TASK OBJECTIVE:
Return the records in full, exactly as given.

** Begin RECORDED DATA **

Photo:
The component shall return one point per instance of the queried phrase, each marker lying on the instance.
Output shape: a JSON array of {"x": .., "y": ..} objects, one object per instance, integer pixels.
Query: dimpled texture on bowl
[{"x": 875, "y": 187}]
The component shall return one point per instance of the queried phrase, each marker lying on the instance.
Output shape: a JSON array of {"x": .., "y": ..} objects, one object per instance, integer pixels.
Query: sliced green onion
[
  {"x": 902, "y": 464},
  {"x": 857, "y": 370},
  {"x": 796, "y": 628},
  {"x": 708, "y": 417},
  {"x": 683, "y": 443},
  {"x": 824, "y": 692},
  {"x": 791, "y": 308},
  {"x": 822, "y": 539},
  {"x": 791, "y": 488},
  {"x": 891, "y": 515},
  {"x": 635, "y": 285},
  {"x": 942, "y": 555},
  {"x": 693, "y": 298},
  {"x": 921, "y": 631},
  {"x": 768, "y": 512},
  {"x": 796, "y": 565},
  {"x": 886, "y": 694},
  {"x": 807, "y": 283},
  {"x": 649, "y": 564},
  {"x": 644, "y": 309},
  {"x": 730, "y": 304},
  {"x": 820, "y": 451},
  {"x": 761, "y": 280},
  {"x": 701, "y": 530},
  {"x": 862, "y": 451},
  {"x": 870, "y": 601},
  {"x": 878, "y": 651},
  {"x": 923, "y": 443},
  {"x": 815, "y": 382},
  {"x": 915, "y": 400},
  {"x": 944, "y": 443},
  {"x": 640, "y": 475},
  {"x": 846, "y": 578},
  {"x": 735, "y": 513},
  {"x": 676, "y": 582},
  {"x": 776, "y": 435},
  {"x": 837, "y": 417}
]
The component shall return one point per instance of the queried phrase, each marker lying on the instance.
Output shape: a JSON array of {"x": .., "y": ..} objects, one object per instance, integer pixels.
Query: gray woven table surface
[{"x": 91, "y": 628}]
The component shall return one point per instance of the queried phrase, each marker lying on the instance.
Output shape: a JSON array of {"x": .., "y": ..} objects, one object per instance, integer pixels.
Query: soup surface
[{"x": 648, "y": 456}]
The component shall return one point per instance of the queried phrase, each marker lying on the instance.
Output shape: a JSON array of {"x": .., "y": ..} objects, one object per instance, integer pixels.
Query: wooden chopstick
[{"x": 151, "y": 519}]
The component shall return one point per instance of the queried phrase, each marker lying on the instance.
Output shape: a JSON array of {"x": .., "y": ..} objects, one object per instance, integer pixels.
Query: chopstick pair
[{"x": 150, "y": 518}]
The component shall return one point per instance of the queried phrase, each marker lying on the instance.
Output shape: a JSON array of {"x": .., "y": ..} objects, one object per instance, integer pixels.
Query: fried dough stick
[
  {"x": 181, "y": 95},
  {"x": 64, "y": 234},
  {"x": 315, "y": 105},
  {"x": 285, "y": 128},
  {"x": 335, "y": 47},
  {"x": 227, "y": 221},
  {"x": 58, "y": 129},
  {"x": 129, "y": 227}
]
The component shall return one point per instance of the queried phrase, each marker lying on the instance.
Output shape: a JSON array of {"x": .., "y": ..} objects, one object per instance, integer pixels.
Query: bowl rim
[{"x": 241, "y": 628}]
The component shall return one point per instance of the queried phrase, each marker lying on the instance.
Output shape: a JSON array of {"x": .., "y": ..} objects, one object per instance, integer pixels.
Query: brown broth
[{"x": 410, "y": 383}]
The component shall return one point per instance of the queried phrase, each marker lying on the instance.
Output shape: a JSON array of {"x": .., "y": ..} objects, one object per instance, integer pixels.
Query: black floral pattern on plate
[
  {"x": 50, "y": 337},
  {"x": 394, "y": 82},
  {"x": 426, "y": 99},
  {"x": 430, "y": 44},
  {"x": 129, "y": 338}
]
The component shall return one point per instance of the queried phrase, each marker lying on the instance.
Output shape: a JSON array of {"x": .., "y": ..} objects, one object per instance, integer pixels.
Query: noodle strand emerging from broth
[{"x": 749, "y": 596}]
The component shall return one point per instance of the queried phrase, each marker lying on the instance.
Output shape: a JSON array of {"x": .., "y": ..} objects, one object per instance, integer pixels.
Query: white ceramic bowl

** End RECORDED DATA **

IN RESPONSE:
Photo:
The component shall return one point per instance of the queried phrase, each marker lying on the instance.
Output shape: a JSON array of {"x": .., "y": ..} objects, one object per instance, integer pixels.
Query: dimpled texture on bowl
[{"x": 875, "y": 187}]
The component shall return one point per instance of the queried phrase, each marker lying on the instance.
Output shape: a JSON array of {"x": .., "y": ..} objects, one object per instance, integer pixels.
Query: sliced green onion
[
  {"x": 902, "y": 464},
  {"x": 857, "y": 370},
  {"x": 796, "y": 628},
  {"x": 708, "y": 417},
  {"x": 683, "y": 443},
  {"x": 824, "y": 692},
  {"x": 791, "y": 308},
  {"x": 822, "y": 539},
  {"x": 791, "y": 488},
  {"x": 891, "y": 515},
  {"x": 635, "y": 285},
  {"x": 942, "y": 555},
  {"x": 693, "y": 298},
  {"x": 921, "y": 631},
  {"x": 768, "y": 512},
  {"x": 796, "y": 565},
  {"x": 886, "y": 694},
  {"x": 807, "y": 283},
  {"x": 649, "y": 564},
  {"x": 644, "y": 309},
  {"x": 730, "y": 304},
  {"x": 820, "y": 451},
  {"x": 761, "y": 280},
  {"x": 701, "y": 530},
  {"x": 862, "y": 451},
  {"x": 870, "y": 601},
  {"x": 878, "y": 651},
  {"x": 923, "y": 443},
  {"x": 815, "y": 382},
  {"x": 915, "y": 400},
  {"x": 944, "y": 443},
  {"x": 640, "y": 475},
  {"x": 846, "y": 578},
  {"x": 735, "y": 513},
  {"x": 676, "y": 582},
  {"x": 776, "y": 435},
  {"x": 837, "y": 417}
]
The component shall return one point per instance of the queried phrase, each marker lying on the instance.
Output shape: a JSON array of {"x": .., "y": ..} objects, one object per instance, integer pixels.
Query: gray woven table surface
[{"x": 91, "y": 628}]
The component shall return one point per instance of the queried phrase, each marker lying on the instance.
Output shape: a JSON array of {"x": .., "y": ..} objects, one object per instance, integer pixels.
Query: soup surface
[{"x": 648, "y": 456}]
The component shall return one point per instance of the queried phrase, each marker lying on the instance.
Output shape: a JSON array of {"x": .., "y": ..} objects, one object per instance, integer pixels.
Query: wooden chopstick
[{"x": 151, "y": 519}]
The component shall return one point per instance of the queried phrase, each marker lying on the instance.
Output shape: a JSON array of {"x": .., "y": ..} objects, one object per instance, integer pixels.
Query: chopstick pair
[{"x": 150, "y": 518}]
The component shall return one point per instance of the queried phrase, each marker lying on the instance.
Output shape: a JSON array of {"x": .., "y": ..} objects, one object per instance, integer pixels.
Query: fried dough stick
[
  {"x": 181, "y": 95},
  {"x": 64, "y": 234},
  {"x": 315, "y": 105},
  {"x": 285, "y": 128},
  {"x": 335, "y": 47},
  {"x": 227, "y": 221},
  {"x": 58, "y": 129},
  {"x": 129, "y": 227}
]
The component shall return one point per instance of the queried phrase, each marker lying on the instance.
Output shape: a JSON array of {"x": .., "y": ..} objects, one object per instance, integer pixels.
Query: bowl rim
[{"x": 241, "y": 628}]
The component shall return one point per instance of the queried phrase, each marker lying on the instance.
Output shape: a JSON array of {"x": .., "y": ..} objects, one object per instance, integer pixels.
Query: brown broth
[{"x": 410, "y": 383}]
The component shall return one point per instance of the queried phrase, each marker lying on the instance.
Output shape: a JSON array of {"x": .., "y": ..} objects, one object per instance, integer pixels.
Query: black floral pattern on plate
[
  {"x": 50, "y": 337},
  {"x": 394, "y": 82},
  {"x": 426, "y": 99},
  {"x": 430, "y": 44},
  {"x": 129, "y": 338}
]
The component shall return one point per instance of the queried phrase, each marker lying on the instance.
Output shape: a JSON array of {"x": .., "y": ..} objects, one object per instance, integer pixels.
Query: noodle strand emerging from broth
[{"x": 749, "y": 596}]
The component shall return one point per instance of the queried phrase, each marker lying on the instance.
Output shape: a JSON array of {"x": .., "y": ..} objects, one object per instance, integer pixels.
Query: white ceramic bowl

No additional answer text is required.